§ **Directions for this task**
Count the lines in the entries below that contain the string "logo", matching uppercase and lowercase exactly, and give only that number.

§ **Records shown**
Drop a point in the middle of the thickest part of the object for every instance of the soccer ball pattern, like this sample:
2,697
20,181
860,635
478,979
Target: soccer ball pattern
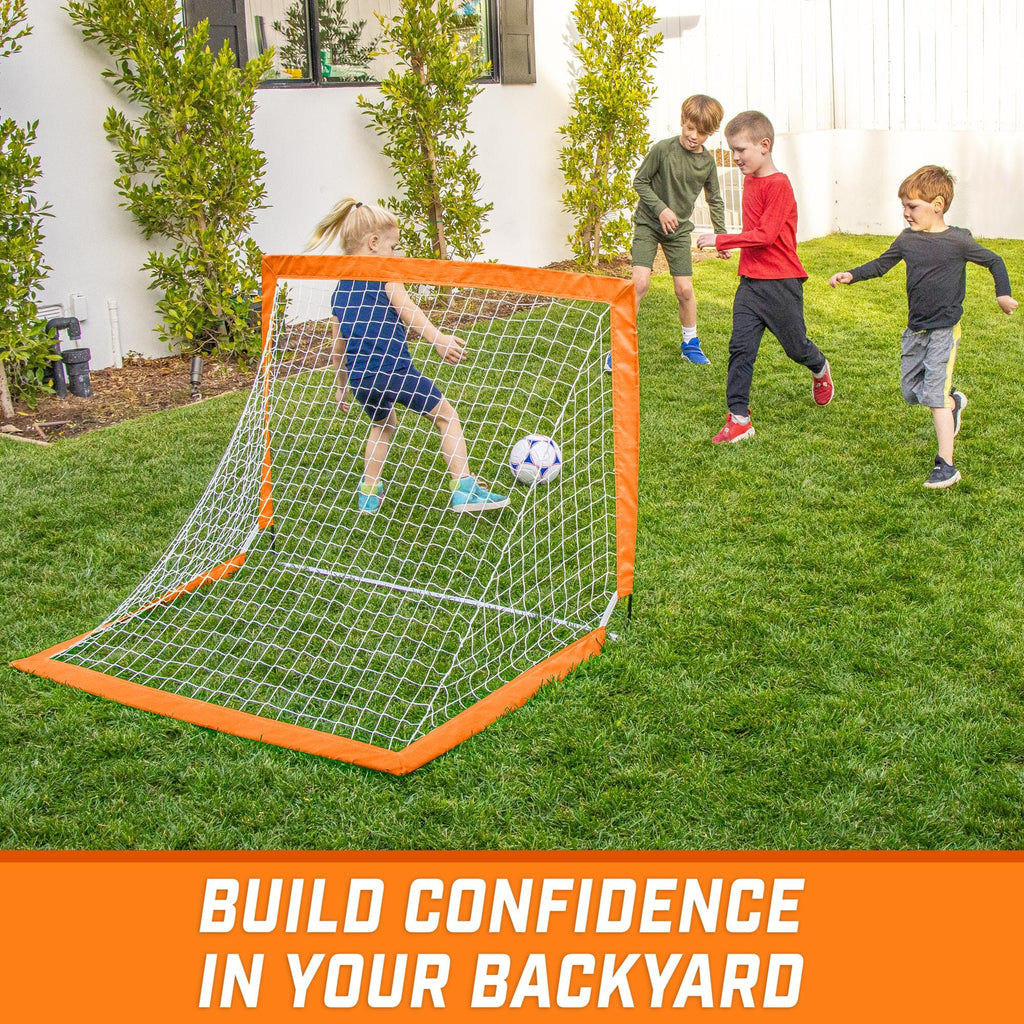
535,459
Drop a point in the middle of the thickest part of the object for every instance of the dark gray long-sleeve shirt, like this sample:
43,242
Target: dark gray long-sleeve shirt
936,273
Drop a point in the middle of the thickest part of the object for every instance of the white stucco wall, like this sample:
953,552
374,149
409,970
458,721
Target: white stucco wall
337,155
91,246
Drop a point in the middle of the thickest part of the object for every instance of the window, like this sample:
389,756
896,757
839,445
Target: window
331,42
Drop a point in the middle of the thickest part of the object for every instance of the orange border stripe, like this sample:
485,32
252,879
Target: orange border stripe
512,694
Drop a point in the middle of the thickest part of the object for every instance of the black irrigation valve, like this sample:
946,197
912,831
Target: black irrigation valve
55,371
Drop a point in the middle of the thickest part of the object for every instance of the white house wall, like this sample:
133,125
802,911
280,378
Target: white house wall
860,93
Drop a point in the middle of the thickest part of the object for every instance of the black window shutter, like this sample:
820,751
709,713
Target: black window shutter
515,33
227,22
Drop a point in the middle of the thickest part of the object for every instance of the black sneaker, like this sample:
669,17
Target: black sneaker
960,403
944,474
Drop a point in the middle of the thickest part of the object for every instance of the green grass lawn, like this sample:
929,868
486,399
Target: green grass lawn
823,654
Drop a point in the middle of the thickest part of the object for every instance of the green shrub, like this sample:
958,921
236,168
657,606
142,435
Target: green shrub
189,172
423,117
606,134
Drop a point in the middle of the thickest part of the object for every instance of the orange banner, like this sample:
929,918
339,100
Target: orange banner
502,937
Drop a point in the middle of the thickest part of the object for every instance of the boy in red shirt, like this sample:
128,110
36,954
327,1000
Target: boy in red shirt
771,276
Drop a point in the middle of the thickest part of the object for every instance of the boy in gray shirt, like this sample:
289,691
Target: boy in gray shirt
936,257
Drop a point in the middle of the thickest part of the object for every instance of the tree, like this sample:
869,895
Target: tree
25,350
424,118
340,38
189,172
606,134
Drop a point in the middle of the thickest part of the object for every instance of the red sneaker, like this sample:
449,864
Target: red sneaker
823,389
733,431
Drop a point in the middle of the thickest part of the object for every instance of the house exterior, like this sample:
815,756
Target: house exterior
860,95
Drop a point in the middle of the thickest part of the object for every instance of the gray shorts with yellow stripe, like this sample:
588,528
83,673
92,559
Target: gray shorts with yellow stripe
927,366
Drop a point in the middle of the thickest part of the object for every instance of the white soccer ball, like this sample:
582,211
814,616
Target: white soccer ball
535,459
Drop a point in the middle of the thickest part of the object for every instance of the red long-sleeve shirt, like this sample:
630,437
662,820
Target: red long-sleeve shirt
768,242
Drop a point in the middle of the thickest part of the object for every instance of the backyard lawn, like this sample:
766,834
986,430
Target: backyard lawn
823,654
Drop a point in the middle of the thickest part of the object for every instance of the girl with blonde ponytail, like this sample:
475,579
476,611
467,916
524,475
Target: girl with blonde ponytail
371,322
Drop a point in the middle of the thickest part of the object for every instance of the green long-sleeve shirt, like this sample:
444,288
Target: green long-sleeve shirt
672,176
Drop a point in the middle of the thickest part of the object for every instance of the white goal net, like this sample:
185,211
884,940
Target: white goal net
281,603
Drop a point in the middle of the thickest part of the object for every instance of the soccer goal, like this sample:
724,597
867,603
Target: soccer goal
284,613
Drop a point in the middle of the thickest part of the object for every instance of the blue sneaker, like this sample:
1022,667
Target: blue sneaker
470,497
370,500
691,350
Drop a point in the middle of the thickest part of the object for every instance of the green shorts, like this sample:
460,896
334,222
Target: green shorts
676,248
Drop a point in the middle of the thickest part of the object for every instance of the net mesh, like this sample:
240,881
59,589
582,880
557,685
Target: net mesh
380,627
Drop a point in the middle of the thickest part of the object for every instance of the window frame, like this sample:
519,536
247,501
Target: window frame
317,81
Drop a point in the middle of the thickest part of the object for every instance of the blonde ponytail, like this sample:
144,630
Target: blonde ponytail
349,223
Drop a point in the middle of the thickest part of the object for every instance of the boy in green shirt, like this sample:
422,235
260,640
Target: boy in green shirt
670,179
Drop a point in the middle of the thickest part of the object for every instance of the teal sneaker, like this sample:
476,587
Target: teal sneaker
470,497
370,500
693,352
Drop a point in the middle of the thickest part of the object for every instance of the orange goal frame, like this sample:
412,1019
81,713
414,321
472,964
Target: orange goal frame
620,296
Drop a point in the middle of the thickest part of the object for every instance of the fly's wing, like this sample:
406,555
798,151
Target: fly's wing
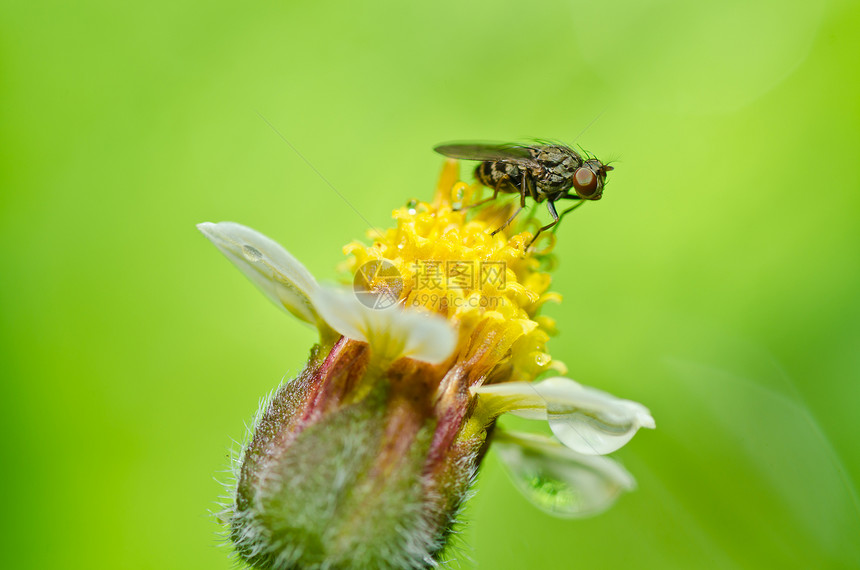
483,151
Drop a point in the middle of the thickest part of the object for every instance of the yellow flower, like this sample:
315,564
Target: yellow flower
365,459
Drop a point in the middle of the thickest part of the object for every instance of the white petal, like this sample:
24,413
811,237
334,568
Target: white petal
283,279
585,419
392,332
558,480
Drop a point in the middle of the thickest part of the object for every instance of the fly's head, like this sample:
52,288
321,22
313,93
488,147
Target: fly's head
589,179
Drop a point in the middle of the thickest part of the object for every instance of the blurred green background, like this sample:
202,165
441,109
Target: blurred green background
716,282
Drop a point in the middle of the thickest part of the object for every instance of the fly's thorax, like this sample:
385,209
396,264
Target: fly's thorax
505,176
555,168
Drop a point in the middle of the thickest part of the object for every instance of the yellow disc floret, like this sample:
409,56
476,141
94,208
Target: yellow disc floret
483,282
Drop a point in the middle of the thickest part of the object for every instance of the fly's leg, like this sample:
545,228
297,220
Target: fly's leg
511,219
520,209
551,207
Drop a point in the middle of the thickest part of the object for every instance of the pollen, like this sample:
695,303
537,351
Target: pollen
455,261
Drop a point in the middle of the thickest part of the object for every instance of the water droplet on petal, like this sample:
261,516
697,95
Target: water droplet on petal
560,481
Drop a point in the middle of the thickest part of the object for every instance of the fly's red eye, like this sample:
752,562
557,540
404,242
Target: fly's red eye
585,182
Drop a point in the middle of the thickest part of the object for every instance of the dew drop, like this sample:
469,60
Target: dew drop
251,253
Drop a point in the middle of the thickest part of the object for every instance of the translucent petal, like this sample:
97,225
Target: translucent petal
585,419
392,333
279,275
558,480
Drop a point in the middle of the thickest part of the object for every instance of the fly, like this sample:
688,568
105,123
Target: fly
544,172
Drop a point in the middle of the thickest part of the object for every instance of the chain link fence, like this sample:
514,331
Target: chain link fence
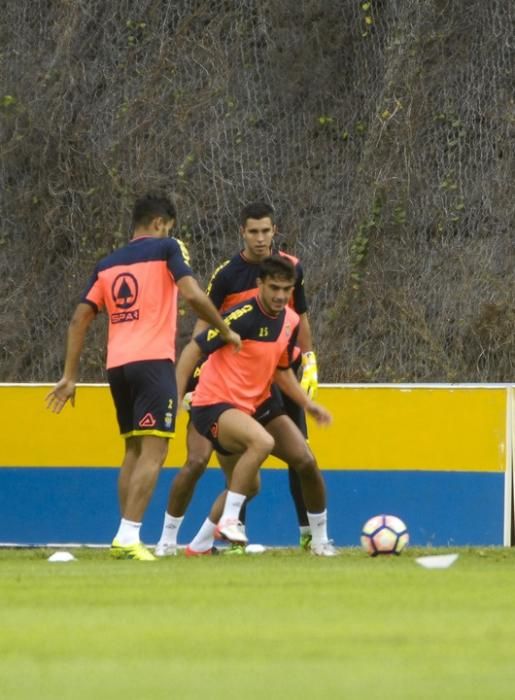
381,131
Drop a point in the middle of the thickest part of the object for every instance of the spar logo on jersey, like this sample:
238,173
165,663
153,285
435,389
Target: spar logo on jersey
124,292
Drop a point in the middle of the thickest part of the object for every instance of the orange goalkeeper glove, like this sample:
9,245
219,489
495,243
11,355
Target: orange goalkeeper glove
309,380
186,401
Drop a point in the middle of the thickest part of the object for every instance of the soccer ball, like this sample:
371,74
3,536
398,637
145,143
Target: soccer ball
384,534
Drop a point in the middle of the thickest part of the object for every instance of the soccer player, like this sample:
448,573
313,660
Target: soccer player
232,400
232,282
137,285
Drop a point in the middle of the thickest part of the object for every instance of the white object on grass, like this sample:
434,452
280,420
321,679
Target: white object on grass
61,557
255,549
438,561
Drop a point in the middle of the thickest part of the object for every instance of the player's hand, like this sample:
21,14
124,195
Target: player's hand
57,398
309,380
319,413
186,401
230,337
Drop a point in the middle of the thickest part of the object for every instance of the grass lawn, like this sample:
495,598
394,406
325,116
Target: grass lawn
283,624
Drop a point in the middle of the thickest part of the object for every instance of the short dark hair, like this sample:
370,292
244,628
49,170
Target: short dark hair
150,207
277,266
257,210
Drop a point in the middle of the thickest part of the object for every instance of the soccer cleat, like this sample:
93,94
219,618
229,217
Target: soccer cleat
189,552
231,530
324,549
305,541
235,550
162,549
136,551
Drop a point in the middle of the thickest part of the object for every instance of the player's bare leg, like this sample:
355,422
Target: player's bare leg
199,450
292,448
132,453
240,434
203,541
143,460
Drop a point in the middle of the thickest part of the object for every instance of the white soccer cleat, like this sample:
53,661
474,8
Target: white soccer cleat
231,530
162,549
324,549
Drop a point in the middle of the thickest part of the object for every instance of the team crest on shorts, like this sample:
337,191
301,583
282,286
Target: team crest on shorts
148,421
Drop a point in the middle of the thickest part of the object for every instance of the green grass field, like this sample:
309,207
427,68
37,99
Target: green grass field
279,625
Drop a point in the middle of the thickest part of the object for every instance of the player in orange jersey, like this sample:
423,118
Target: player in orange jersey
232,282
137,286
234,397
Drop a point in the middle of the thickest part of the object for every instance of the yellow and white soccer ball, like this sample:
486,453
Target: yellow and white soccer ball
384,534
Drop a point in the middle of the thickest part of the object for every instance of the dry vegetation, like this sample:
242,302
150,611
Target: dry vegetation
381,131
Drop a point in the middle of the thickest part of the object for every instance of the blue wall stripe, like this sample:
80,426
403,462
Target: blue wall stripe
47,505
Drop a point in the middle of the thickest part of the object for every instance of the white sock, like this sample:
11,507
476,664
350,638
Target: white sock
128,532
318,524
171,527
233,504
204,538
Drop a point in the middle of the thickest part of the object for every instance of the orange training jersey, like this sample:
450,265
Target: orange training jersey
136,285
236,280
244,378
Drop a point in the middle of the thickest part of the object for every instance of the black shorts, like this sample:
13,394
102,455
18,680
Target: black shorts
145,397
278,404
270,408
205,420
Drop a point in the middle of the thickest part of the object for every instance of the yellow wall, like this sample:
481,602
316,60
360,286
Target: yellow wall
416,427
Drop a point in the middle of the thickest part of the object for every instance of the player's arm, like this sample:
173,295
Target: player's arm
65,387
288,384
186,366
216,291
206,310
309,379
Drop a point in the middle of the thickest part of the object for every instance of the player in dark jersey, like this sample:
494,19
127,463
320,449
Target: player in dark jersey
137,286
232,391
234,281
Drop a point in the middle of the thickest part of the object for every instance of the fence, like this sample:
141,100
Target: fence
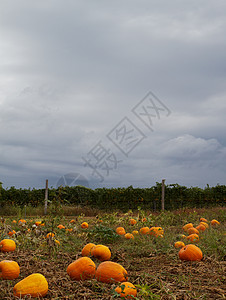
176,197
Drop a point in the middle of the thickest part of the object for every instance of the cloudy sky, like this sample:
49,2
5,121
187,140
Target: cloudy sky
112,93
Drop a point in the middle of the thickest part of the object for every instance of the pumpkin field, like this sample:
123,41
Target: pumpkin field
138,254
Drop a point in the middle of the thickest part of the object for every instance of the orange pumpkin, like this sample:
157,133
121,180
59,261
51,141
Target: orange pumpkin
205,224
156,231
10,233
7,245
126,290
201,227
35,285
84,225
9,269
192,230
203,220
132,222
61,226
110,272
135,232
101,252
185,227
190,253
144,230
86,251
179,244
194,238
215,223
129,236
81,269
121,230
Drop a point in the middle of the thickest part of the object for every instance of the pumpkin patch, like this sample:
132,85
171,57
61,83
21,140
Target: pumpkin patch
113,258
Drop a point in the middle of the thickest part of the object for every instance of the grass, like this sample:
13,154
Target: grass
152,263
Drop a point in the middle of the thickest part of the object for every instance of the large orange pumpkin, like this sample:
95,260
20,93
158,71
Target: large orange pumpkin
101,252
179,244
144,230
126,290
9,269
194,238
201,227
190,253
7,245
35,285
121,230
86,251
132,222
109,272
215,223
192,230
129,236
203,220
156,231
81,269
205,224
185,227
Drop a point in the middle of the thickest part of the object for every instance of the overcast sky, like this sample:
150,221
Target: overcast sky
112,93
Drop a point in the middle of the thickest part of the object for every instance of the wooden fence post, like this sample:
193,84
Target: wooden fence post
46,197
163,194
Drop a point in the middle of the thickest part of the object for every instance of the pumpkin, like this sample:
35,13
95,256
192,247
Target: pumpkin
110,272
61,226
84,225
9,269
205,224
190,253
135,232
201,227
144,230
7,245
203,220
192,230
156,231
35,285
185,227
81,269
10,233
214,223
132,222
194,238
101,252
179,244
126,290
129,236
86,251
120,230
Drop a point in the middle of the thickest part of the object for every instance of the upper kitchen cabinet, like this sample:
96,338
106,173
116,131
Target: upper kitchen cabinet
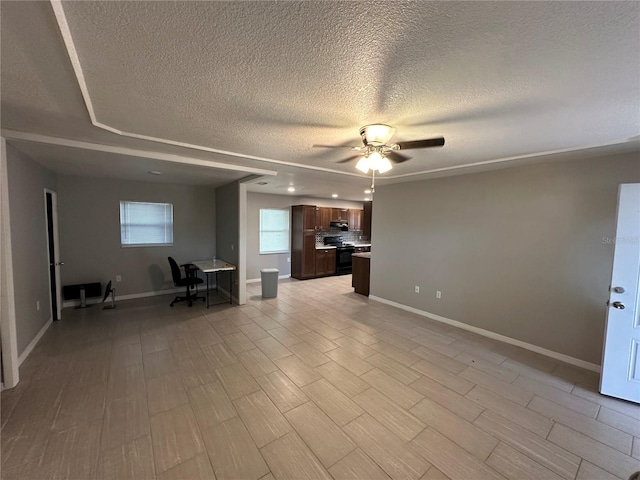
323,218
339,215
355,220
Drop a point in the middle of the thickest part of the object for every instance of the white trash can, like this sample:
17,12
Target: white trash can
269,279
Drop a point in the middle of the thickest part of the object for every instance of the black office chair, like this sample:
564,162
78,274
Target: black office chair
189,281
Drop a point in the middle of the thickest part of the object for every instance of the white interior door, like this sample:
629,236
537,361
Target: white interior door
621,358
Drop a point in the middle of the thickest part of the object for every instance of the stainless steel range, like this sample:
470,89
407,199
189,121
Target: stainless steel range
343,254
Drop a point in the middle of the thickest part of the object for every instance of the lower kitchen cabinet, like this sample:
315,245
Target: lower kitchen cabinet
325,262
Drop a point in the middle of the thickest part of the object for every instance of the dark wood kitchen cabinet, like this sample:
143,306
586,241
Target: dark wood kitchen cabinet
361,273
325,262
366,219
303,241
323,218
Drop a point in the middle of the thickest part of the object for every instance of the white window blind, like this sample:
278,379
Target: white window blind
146,224
274,230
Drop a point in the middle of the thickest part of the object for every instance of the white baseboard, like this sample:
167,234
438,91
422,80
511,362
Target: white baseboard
495,336
32,344
131,296
258,280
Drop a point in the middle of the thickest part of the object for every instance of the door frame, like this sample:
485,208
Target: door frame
56,251
617,345
10,364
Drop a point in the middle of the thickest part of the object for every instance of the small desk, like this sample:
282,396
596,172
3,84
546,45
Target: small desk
216,266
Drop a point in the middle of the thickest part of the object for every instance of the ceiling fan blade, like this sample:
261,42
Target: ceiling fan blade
336,146
396,157
430,142
353,157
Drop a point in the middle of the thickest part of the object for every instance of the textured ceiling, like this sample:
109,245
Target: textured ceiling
231,81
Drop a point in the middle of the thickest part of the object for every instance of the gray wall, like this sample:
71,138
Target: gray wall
27,181
227,231
89,211
517,251
256,201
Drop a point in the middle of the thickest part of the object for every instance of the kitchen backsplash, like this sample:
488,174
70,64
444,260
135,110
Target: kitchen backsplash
355,237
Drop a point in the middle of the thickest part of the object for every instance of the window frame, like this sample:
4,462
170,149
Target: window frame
123,226
287,229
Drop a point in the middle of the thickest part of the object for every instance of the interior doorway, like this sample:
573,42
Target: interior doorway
51,206
621,358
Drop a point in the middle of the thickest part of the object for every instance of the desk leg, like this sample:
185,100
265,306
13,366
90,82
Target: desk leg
207,275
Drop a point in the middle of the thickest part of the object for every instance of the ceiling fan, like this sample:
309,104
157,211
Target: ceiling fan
377,153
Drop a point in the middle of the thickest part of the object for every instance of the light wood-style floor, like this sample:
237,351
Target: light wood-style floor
318,383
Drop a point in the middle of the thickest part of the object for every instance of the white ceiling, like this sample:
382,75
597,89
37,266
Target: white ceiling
254,85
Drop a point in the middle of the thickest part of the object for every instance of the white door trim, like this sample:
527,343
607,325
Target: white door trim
7,303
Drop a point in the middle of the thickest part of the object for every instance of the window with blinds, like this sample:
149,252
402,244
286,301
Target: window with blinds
274,230
144,224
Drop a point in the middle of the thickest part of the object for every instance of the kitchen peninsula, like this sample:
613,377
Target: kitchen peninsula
361,272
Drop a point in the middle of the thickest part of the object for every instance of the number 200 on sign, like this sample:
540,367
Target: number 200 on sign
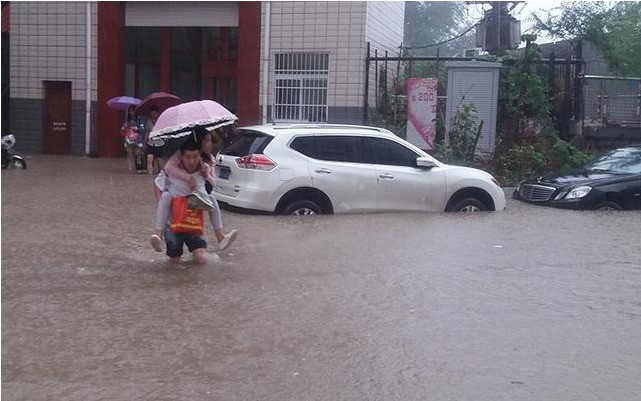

§ **Task output**
2